Directions: In the mass spectrometry methods passage, what was the mass error tolerance for the parent MS1 ions?

Provided passage:

....

Fractionated peptides were injected into an EASYnano HPLC System (Thermo Fisher Scientific) online coupled with Q Exactive Mass Spectrometer (Thermo Fisher Scientific). The system was equipped with Waters Symmetry C18 nanoAcquity trap column (180 µm × 20 mm, 5 µm) and a C18 analytical column (75 µm × 200 mm, 3 µm) (Column Technology). The separation column temperature was set ambient, and the temperature of the tray compartment in the autosampler was set at 6°C. The parameters for mass spectrometer were the following: spray voltage 2.5 kV, capillary temperature 320°C, Fourier Transform (FT) resolution 70,000, AGC target value 3×106, and 1 microscan with 30 ms injection time. Mass spectra were acquired in a data-dependent mode in the range of 350–1800 m/z. The step gradient of normalized collision energy 20, 25, and 35 was applied to induce fragmentation. Acquisition of each full mass spectrum was followed by acquisition of MS/MS spectra for the 10 most intense +2, +3, or +4 ions within a duty cycle. The acquired LC-MS/MS data were processed by Proteome Discoverer V.1.4 (Thermo Fisher Scientific). Sequest HT was used as a search engine with the parameters including fixed modification of Cys alkylated with acrylamide (+71.03714), Lys with TMT (+229.162932, N-terminal and Lys), and variable modification of Met oxidation (+15.99491) and Arg deamidation (+0.984016). Mass error of 10 ppm was allowed for the parent MS1 and 0.02 Da was allowed for the MS2 fragments. Data were searched against the UniProt human database (2017) and were further filtered with FDR=0.01 and TMT ratios were quantified.

....

Dataset content:
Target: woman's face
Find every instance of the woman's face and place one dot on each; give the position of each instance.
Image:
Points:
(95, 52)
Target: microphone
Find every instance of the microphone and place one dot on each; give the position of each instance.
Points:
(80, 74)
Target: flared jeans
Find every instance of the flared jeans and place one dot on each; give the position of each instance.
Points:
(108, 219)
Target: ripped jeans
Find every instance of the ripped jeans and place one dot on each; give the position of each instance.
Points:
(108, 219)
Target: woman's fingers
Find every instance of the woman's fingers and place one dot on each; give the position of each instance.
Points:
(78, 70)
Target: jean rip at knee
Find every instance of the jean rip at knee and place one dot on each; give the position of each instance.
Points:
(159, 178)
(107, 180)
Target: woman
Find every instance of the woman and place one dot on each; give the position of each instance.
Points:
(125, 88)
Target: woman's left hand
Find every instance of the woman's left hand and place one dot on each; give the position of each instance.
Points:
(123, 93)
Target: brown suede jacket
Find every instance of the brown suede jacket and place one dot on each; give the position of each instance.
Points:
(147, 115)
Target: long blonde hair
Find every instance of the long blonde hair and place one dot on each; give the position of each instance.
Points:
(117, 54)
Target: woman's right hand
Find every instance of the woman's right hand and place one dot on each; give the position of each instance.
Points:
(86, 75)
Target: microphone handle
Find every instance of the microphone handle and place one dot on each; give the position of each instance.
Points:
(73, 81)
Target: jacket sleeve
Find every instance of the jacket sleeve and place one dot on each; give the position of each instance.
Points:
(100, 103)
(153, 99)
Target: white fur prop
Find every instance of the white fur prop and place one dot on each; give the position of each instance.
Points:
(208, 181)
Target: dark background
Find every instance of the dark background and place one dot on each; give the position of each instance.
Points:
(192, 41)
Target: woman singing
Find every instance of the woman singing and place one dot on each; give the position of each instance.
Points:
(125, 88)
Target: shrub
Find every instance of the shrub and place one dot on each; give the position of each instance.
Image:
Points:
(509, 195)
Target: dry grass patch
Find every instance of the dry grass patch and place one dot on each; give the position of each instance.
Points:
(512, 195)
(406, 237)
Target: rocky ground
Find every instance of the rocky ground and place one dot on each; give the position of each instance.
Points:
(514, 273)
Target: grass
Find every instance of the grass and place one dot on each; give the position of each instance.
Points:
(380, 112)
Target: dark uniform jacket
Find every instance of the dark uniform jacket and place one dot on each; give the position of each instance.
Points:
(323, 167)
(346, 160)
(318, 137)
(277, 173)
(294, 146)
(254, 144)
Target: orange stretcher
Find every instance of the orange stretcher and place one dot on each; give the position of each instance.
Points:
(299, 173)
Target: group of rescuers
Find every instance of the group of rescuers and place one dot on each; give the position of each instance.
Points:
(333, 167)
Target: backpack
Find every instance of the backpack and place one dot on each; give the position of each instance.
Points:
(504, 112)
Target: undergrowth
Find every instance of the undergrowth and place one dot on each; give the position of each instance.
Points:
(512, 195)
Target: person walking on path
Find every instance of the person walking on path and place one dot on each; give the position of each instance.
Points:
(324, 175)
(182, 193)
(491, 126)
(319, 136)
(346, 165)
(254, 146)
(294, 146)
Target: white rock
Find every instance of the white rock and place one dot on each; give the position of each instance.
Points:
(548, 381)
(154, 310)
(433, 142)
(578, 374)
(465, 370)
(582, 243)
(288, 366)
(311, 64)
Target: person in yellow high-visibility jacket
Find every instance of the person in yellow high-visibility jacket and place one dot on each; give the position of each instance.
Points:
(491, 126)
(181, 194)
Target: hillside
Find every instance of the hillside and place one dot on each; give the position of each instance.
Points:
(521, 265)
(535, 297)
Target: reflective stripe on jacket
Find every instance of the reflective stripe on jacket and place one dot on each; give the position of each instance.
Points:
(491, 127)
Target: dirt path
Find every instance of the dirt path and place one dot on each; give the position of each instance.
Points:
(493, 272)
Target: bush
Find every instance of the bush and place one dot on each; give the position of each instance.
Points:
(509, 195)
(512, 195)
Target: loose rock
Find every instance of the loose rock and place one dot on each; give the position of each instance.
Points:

....

Task output: 10 ppm